*** Opening STUDY TEXT ***

Processing this data is equally taxing and potentially prohibitive for start-up companies. Rumored costs for startups running proprietary LLMs have ranged from $3-5 MM / month for leading companies in the Generative AI space, and it’s estimated that OpenAI pays around $700,000 a day to run ChatGPT, notwithstanding their high training costs. Similar to limitation (1), resource limitations for generating data and training models may self-select out all but established, large tech companies like Google and Microsoft.
3) How do you hold on to data?
Companies based on Generative AI have limited defensibility. Relying on private databases isn’t an option and it will be very difficult to differentiate companies using publicly available ones.
Data processing and algorithm training are major rate-limiting factors and even when they do become available, these databases will still face issues of data quality and consistency. Another approach is to specialize in designing ideal prompts for these industries, which could be easily copied or disrupted others. And critically, the United States does not allow copyrights on AI generated work so the outputs of these models might not have any protections once they are out in the world.
4) If you use these systems, can you rely on the data?
Because ChatGPT is founded on an amalgamation of the Internet, it is constrained to the same biases and misunderstandings of the average internet user. While ChatGPT and others are great at confidently giving plausible answers, they are less good at giving correct answers. Already several prominent incidents have tarnished Generative AI’s reputation including a career-ending legal brief and potential defamation cases.
More broadly, Generative AI is not able to identify the source of its responses or determine whether they are factual. These results include the biases of their source material and can propagate bigotry or provide false information. As these models get better, it will be even harder to detect these issues.

*** Closing STUDY TEXT ***
*** Opening EXERCISE DATA ***

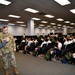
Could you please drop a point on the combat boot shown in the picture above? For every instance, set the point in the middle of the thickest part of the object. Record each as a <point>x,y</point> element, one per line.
<point>15,71</point>
<point>6,72</point>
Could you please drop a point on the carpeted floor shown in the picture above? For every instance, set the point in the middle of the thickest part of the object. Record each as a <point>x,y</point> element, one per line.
<point>29,65</point>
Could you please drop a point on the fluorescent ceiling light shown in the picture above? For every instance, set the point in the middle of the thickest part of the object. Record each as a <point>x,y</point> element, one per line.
<point>41,25</point>
<point>31,10</point>
<point>59,19</point>
<point>49,16</point>
<point>53,23</point>
<point>36,18</point>
<point>4,2</point>
<point>11,24</point>
<point>14,16</point>
<point>59,25</point>
<point>19,22</point>
<point>44,22</point>
<point>23,25</point>
<point>4,20</point>
<point>67,21</point>
<point>61,2</point>
<point>72,23</point>
<point>73,11</point>
<point>48,26</point>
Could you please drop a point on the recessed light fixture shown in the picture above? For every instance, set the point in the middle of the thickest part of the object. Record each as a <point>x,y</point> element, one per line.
<point>72,23</point>
<point>31,10</point>
<point>14,16</point>
<point>61,2</point>
<point>35,18</point>
<point>44,22</point>
<point>4,2</point>
<point>41,25</point>
<point>59,25</point>
<point>4,20</point>
<point>19,22</point>
<point>53,23</point>
<point>73,11</point>
<point>59,19</point>
<point>23,25</point>
<point>48,26</point>
<point>67,21</point>
<point>11,24</point>
<point>49,16</point>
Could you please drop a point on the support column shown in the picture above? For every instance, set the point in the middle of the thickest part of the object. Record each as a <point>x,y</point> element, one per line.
<point>64,30</point>
<point>30,27</point>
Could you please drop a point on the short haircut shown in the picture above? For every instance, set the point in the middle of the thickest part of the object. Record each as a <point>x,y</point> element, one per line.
<point>5,27</point>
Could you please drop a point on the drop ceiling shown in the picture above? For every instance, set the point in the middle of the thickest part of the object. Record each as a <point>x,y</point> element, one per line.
<point>43,6</point>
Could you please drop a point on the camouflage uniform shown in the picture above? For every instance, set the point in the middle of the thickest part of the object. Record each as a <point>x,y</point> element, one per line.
<point>8,50</point>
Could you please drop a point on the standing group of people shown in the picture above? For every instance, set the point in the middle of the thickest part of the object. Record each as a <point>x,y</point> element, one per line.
<point>8,46</point>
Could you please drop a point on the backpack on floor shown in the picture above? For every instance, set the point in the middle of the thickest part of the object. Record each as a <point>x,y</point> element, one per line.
<point>68,56</point>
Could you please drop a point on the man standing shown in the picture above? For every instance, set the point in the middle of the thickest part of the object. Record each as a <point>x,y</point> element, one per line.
<point>8,51</point>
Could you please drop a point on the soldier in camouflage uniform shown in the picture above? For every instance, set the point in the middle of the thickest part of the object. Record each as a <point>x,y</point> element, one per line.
<point>8,51</point>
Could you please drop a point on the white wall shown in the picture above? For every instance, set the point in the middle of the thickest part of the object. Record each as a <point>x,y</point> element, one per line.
<point>19,31</point>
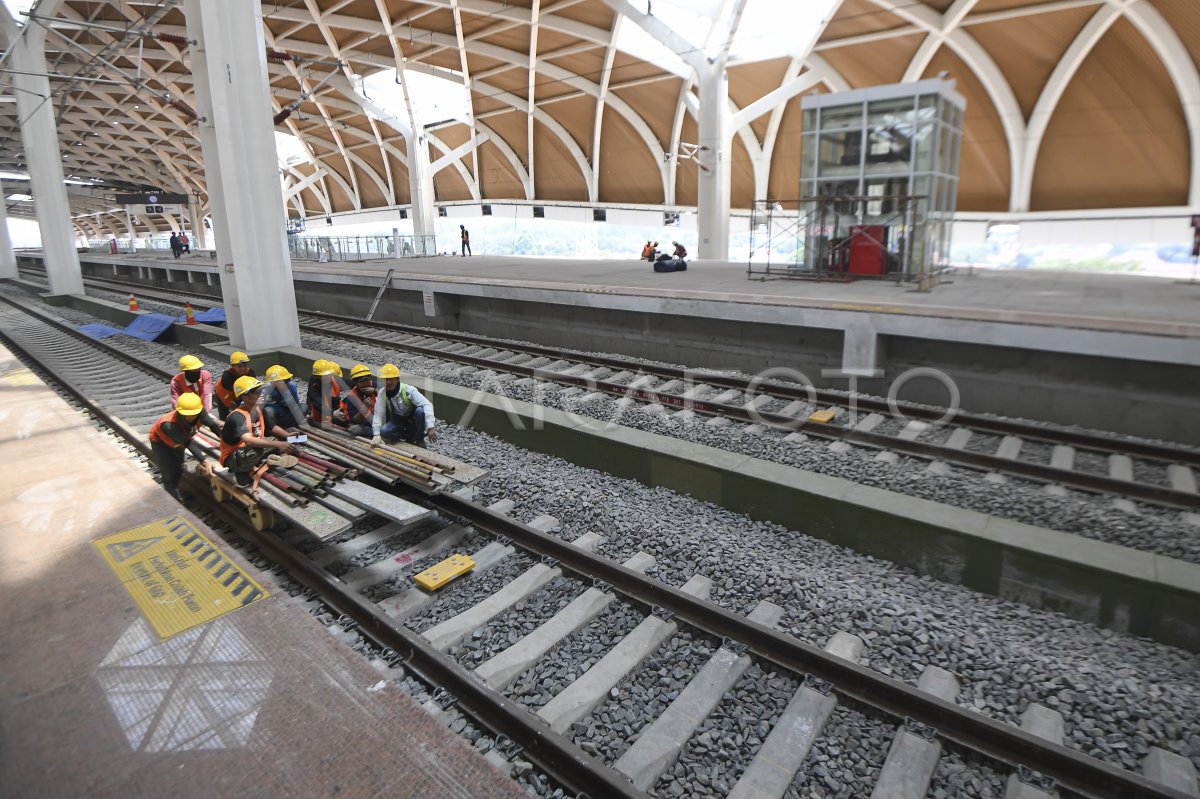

*** Closing EXERCISE DATA ***

WORK INSTRUCTION 1:
Answer these questions from the passage on Generative AI:
(a) How much is OpenAI estimated to pay each day to run ChatGPT?
(b) Which country does not allow copyrights on AI generated work?
(c) Which incidents have already tarnished Generative AI's reputation?
WORK INSTRUCTION 2: Could you write the next part of the passage on Generative AI, picking up after its last sentence?
These rows come from a separate source.

ANSWER 1:
(a) Around $700,000 a day.
(b) The United States.
(c) A career-ending legal brief and potential defamation cases.

ANSWER 2:
Final Thoughts
Since the early 2000s, companies have successfully leveraged types of AI including computer vision, NLP, and reinforcement learning to demonstrate meaningful impact across many fields. The demystification of AI due to the hype of Generative AI platforms like ChatGPT has already catalyzed interest in and potentially will speed up adoption for ROI-generating technologies in industries traditionally intimidated by everything Silicon Valley stands for. Those that stand to benefit the most are core American industries such as agriculture, manufacturing, logistics, real-assets, and healthcare. Even the most tech-resistant of customers in these sectors now accept that the incumbent way of doing things needs to be replaced by data driven decision-making and new distribution methods.
There is also reason to be cautiously optimistic for some Generative AI use-cases as companies aggregate large defensible datasets or determine unique and userfriendly applications. However, solving the inevitable resource constraints and big-tech competitive behavior will be significant challenges to those models. It seems many are throwing Generative AI at problems without thinking through how or why it will solve them.
At the end of the day, the heart of any AI, generative or not, is data. The optimal technique for gathering proprietary data is to serve as an industry’s leading AI platform. Companies sticking to this mindset will win, with or without the flashy Generative AI exuberance of 2023, and cheers to that.